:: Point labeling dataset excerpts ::
════════════════
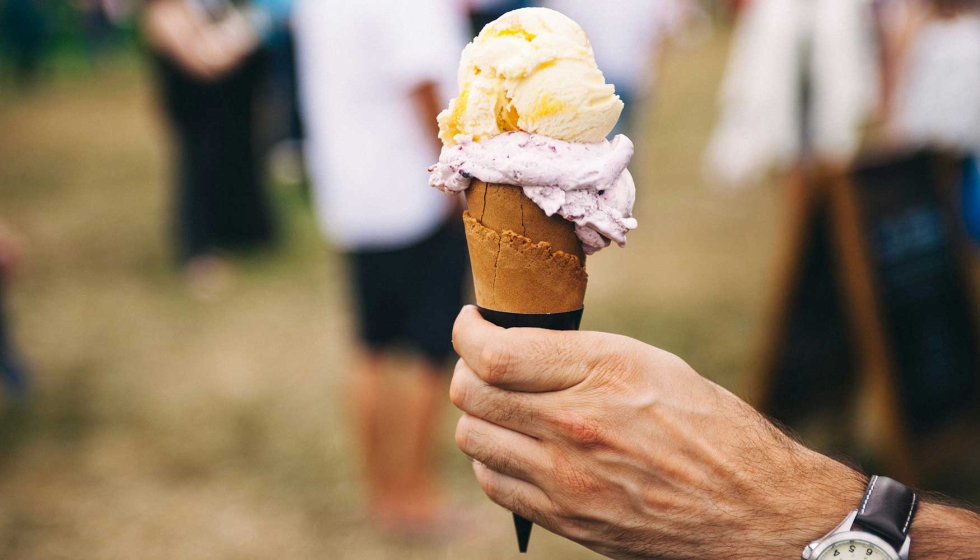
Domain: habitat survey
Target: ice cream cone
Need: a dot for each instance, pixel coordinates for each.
(523, 260)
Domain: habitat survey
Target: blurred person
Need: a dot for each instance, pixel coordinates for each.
(24, 36)
(372, 76)
(210, 61)
(932, 53)
(99, 28)
(11, 371)
(482, 12)
(625, 449)
(627, 37)
(801, 84)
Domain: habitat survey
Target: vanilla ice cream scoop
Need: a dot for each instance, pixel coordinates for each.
(533, 70)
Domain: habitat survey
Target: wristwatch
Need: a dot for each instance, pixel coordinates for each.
(877, 530)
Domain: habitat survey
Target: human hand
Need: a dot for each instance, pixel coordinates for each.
(625, 449)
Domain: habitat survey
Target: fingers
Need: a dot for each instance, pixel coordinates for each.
(518, 496)
(519, 412)
(502, 450)
(526, 360)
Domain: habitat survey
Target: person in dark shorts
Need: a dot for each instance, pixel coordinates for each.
(210, 63)
(370, 90)
(410, 296)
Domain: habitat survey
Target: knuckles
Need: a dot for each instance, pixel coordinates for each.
(457, 388)
(464, 431)
(583, 430)
(573, 479)
(496, 361)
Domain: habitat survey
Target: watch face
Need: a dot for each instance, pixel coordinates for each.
(854, 550)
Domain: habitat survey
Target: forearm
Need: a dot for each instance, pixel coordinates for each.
(939, 531)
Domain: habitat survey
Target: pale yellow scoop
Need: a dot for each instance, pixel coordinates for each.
(533, 70)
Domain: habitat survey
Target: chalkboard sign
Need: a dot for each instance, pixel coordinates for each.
(813, 362)
(924, 295)
(875, 293)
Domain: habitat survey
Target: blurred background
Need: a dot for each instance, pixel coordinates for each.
(175, 391)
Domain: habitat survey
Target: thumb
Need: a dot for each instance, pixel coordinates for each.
(524, 359)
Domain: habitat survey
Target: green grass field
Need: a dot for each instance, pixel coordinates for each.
(161, 427)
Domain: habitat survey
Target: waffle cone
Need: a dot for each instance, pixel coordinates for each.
(523, 261)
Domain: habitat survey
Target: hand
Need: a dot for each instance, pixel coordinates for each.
(625, 449)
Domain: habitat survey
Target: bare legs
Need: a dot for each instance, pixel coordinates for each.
(397, 421)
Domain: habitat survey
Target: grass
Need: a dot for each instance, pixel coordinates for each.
(164, 428)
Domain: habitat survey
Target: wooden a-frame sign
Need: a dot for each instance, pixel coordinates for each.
(873, 331)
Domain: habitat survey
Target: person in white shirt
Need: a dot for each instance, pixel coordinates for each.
(373, 75)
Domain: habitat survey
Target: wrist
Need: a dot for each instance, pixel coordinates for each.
(814, 496)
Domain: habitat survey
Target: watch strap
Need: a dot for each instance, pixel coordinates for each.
(887, 510)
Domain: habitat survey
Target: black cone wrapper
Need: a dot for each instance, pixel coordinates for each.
(568, 321)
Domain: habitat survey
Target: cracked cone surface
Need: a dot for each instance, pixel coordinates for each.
(523, 261)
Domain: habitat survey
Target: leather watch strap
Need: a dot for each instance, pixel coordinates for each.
(887, 510)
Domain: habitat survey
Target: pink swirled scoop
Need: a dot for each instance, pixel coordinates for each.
(585, 183)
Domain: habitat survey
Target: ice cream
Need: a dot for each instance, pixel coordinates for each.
(533, 70)
(526, 141)
(587, 184)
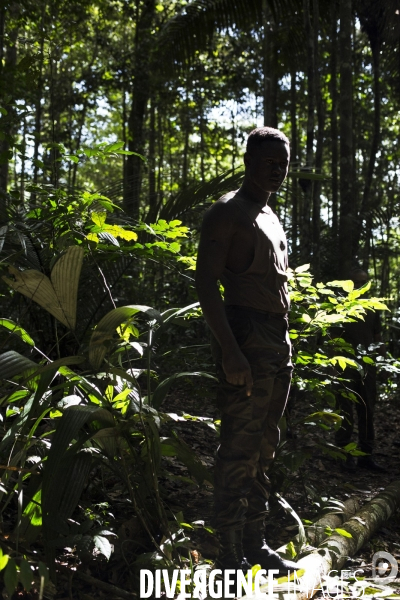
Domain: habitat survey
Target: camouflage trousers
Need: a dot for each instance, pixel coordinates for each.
(249, 425)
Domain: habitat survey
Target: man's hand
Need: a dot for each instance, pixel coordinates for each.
(237, 369)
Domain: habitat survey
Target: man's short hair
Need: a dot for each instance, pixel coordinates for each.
(265, 134)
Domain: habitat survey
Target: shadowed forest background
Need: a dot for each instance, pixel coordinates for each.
(121, 121)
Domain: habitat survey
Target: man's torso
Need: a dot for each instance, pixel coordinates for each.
(255, 273)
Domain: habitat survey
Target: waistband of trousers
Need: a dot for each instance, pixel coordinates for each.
(254, 311)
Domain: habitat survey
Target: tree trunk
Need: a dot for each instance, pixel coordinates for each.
(333, 553)
(152, 158)
(367, 203)
(140, 97)
(306, 184)
(293, 159)
(334, 124)
(38, 106)
(346, 233)
(270, 70)
(7, 76)
(316, 532)
(316, 196)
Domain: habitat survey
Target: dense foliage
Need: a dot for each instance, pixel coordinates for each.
(119, 122)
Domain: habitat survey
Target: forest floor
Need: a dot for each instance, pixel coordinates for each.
(321, 477)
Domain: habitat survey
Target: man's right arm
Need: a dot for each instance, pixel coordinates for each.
(215, 241)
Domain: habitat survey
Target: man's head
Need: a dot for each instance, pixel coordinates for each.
(267, 158)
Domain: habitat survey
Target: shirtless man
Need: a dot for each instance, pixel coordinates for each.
(243, 245)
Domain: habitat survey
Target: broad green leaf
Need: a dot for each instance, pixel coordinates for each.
(93, 237)
(44, 572)
(99, 218)
(12, 363)
(26, 574)
(307, 175)
(59, 295)
(347, 285)
(3, 560)
(14, 328)
(106, 329)
(103, 545)
(162, 389)
(302, 268)
(174, 446)
(114, 146)
(343, 532)
(11, 576)
(33, 510)
(368, 360)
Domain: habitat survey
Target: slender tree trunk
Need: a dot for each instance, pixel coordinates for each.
(294, 156)
(186, 130)
(7, 74)
(334, 124)
(305, 227)
(38, 106)
(152, 158)
(316, 220)
(367, 203)
(346, 233)
(270, 69)
(140, 97)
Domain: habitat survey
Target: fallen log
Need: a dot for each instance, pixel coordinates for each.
(333, 553)
(316, 532)
(114, 591)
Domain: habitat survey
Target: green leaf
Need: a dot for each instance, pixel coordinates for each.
(26, 574)
(11, 577)
(113, 147)
(105, 330)
(302, 268)
(174, 446)
(12, 363)
(347, 285)
(343, 532)
(44, 572)
(17, 330)
(162, 389)
(307, 175)
(3, 560)
(33, 510)
(99, 218)
(103, 545)
(72, 158)
(368, 360)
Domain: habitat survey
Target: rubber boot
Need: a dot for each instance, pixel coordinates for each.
(258, 552)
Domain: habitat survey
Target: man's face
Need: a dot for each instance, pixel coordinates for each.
(267, 165)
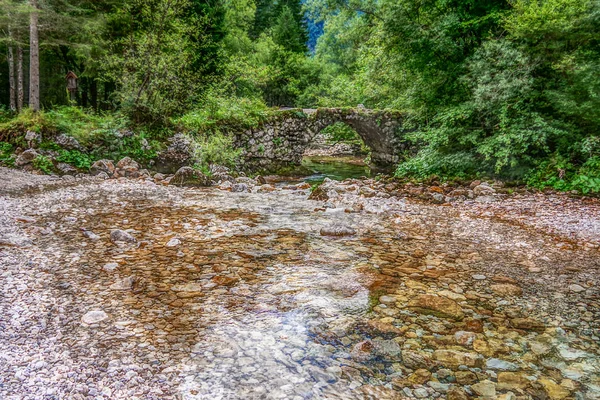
════════════════
:: TASK INSTRUCTIONS ::
Identify every line in the entries above that contains the word "tree", and copy each such line.

:: EXERCISE OUTPUT ::
Target: tree trunk
Target: slender tree trunk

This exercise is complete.